### Data provided
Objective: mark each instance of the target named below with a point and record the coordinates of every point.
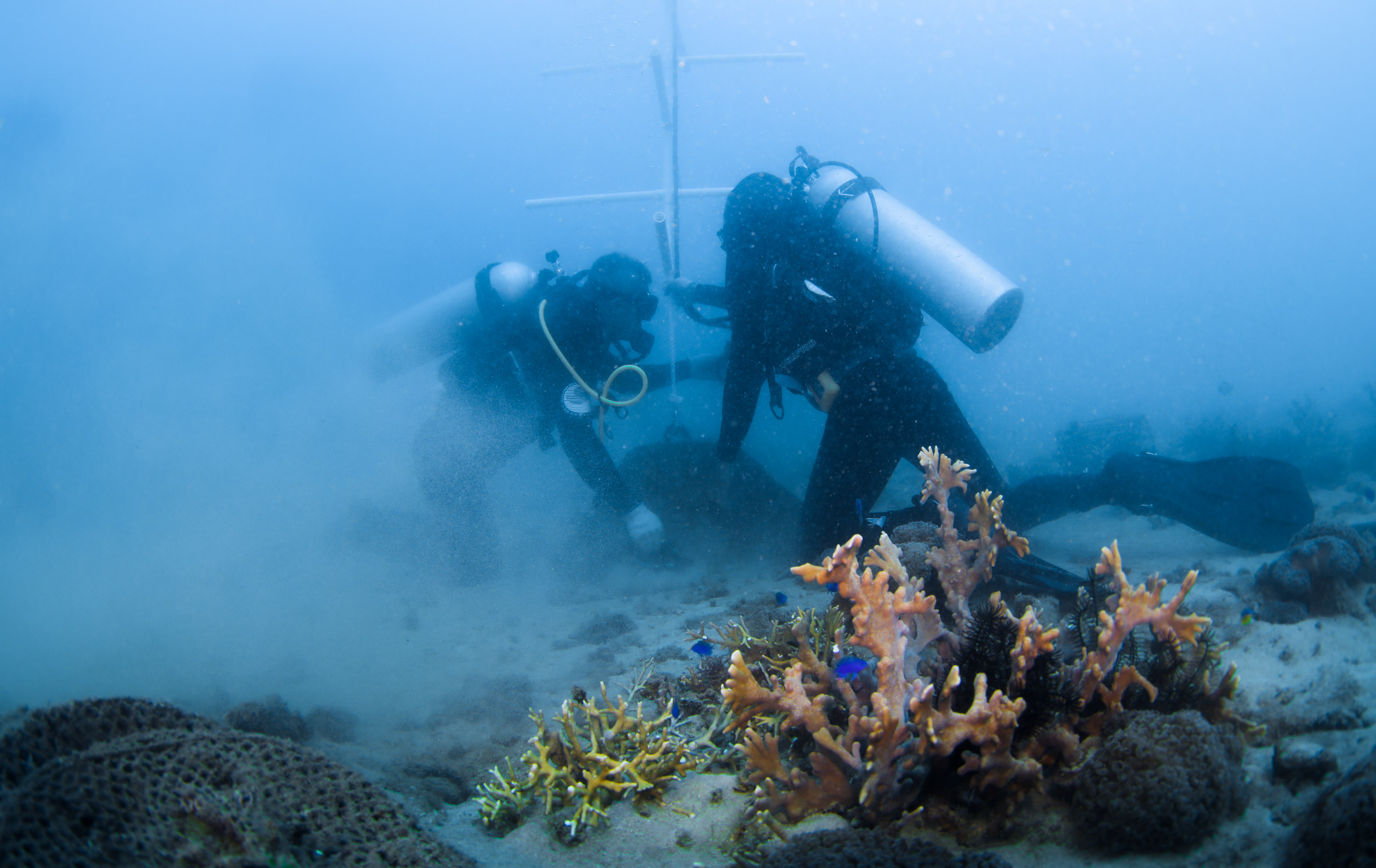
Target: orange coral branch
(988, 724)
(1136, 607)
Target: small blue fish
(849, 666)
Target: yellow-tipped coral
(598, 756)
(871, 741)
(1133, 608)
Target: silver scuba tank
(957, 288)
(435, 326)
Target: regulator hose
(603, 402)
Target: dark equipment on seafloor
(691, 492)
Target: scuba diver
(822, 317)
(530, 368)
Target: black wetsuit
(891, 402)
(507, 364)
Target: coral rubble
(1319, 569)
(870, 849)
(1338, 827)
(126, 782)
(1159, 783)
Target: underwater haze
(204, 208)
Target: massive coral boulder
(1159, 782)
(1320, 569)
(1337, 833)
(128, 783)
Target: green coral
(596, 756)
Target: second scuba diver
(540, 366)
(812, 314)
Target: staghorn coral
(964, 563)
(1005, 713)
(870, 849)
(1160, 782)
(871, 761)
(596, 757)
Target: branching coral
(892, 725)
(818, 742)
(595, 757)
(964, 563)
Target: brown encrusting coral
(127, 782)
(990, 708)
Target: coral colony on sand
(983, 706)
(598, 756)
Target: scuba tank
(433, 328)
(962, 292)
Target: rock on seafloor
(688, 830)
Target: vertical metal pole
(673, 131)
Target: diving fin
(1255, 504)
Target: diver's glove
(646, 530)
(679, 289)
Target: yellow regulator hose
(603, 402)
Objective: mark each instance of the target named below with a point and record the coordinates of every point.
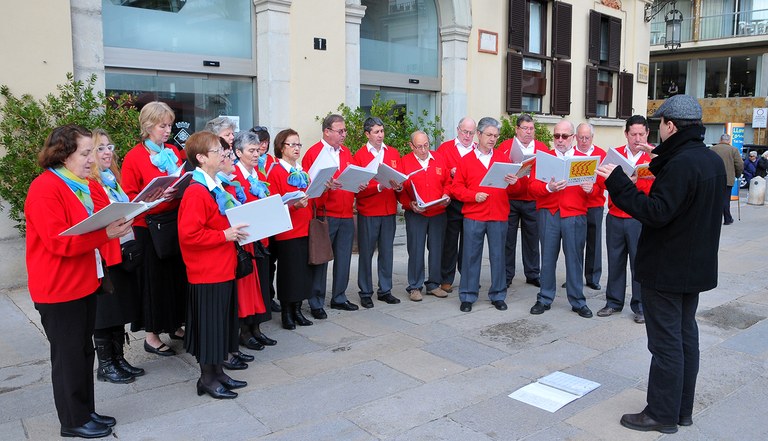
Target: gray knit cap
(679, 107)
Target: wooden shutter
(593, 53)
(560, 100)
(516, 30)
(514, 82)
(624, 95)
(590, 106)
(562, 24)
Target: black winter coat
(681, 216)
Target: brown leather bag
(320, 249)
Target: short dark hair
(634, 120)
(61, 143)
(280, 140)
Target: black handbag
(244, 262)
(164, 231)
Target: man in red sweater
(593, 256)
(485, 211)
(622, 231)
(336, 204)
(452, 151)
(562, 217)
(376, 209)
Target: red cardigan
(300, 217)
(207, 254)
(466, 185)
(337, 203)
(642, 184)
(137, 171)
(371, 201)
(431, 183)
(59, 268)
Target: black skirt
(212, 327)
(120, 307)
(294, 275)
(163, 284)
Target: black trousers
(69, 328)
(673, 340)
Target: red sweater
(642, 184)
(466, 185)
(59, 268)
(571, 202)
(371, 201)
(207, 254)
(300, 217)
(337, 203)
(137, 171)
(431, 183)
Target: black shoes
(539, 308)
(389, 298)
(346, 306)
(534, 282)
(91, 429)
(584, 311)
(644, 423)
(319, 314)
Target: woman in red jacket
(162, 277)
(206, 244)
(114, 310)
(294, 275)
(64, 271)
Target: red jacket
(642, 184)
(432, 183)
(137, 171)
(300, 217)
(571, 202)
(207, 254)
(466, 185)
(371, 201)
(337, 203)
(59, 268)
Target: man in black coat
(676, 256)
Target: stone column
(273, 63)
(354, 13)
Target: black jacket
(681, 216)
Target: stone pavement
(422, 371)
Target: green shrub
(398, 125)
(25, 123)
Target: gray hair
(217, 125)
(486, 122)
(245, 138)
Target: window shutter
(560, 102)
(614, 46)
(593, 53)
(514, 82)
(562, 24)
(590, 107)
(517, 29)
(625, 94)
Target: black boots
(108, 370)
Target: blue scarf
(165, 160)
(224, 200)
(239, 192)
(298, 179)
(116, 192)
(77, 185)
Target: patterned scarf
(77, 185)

### Exercise details
Reproduce every row above verbatim, from the first line through the last, and omit the pictures.

### Exercise response
Objective: mark each instance of the target named below with a point and record the coordinates of every point.
Target: orange coral branch
(988, 724)
(1136, 607)
Target: small blue fish
(849, 666)
Target: yellow-tipped coral
(598, 756)
(871, 741)
(1133, 608)
Target: silver scuba tank
(957, 288)
(435, 326)
Target: regulator hose
(603, 402)
Target: dark equipment on seafloor
(691, 492)
Target: scuba diver
(822, 317)
(530, 368)
Target: black wetsuit
(891, 402)
(507, 364)
Target: coral rubble
(1319, 569)
(870, 849)
(1338, 827)
(126, 782)
(1159, 783)
Target: underwater haze
(204, 208)
Target: massive coral boulder
(1159, 782)
(1320, 569)
(1337, 833)
(128, 783)
Target: green coral
(596, 756)
Target: second scuba diver
(540, 366)
(812, 314)
Target: staghorn coral
(964, 563)
(1005, 713)
(870, 849)
(1160, 782)
(871, 761)
(596, 757)
Target: branching coral
(892, 725)
(818, 742)
(595, 757)
(964, 563)
Target: brown encrusting coral
(127, 782)
(990, 708)
Target: coral colony on sand
(983, 706)
(598, 756)
Target: scuba tank
(433, 328)
(962, 292)
Target: rock on seafloor
(688, 830)
Target: vertical metal pole
(673, 131)
Target: diving fin
(1255, 504)
Target: diver's glove
(646, 530)
(679, 289)
Target: yellow regulator hose
(603, 402)
Objective: mark each instance of the target named below with a point and record the coordinates of every point.
Target: gray knit cap
(679, 107)
Target: wooden shutter
(593, 53)
(560, 100)
(516, 30)
(514, 82)
(624, 95)
(590, 106)
(562, 24)
Target: black winter coat
(681, 216)
Target: brown leather bag
(320, 249)
Target: short dark hair
(634, 120)
(61, 143)
(280, 140)
Target: black handbag
(244, 262)
(164, 231)
Target: man in red sweater
(593, 256)
(485, 211)
(622, 231)
(336, 204)
(452, 151)
(562, 217)
(376, 209)
Target: red cardigan
(300, 217)
(207, 254)
(466, 185)
(337, 203)
(642, 184)
(137, 171)
(371, 201)
(431, 183)
(59, 268)
Target: black skirt
(212, 327)
(120, 307)
(294, 275)
(163, 284)
Target: black trousers
(69, 328)
(673, 340)
Target: red sweater
(642, 184)
(466, 185)
(59, 268)
(571, 202)
(371, 201)
(207, 254)
(300, 217)
(337, 203)
(137, 171)
(431, 183)
Target: black shoes
(539, 308)
(389, 298)
(346, 306)
(534, 282)
(91, 429)
(584, 311)
(644, 423)
(319, 314)
Target: woman in red jacket
(162, 277)
(206, 244)
(114, 310)
(294, 275)
(64, 271)
Target: red jacket
(642, 184)
(432, 183)
(137, 171)
(300, 217)
(571, 202)
(207, 254)
(466, 185)
(371, 201)
(337, 203)
(59, 268)
Target: man in black coat
(676, 256)
Target: stone column
(273, 63)
(354, 13)
Target: black jacket
(681, 216)
Target: stone pavement
(422, 371)
Target: green shrub
(398, 125)
(25, 123)
Target: gray hair
(217, 125)
(486, 122)
(245, 138)
Target: window shutter
(560, 102)
(614, 46)
(593, 53)
(514, 82)
(562, 24)
(590, 107)
(517, 29)
(625, 94)
Target: black boots
(108, 370)
Target: blue scarf
(165, 160)
(224, 200)
(239, 192)
(298, 179)
(116, 192)
(77, 185)
Target: patterned scarf
(77, 185)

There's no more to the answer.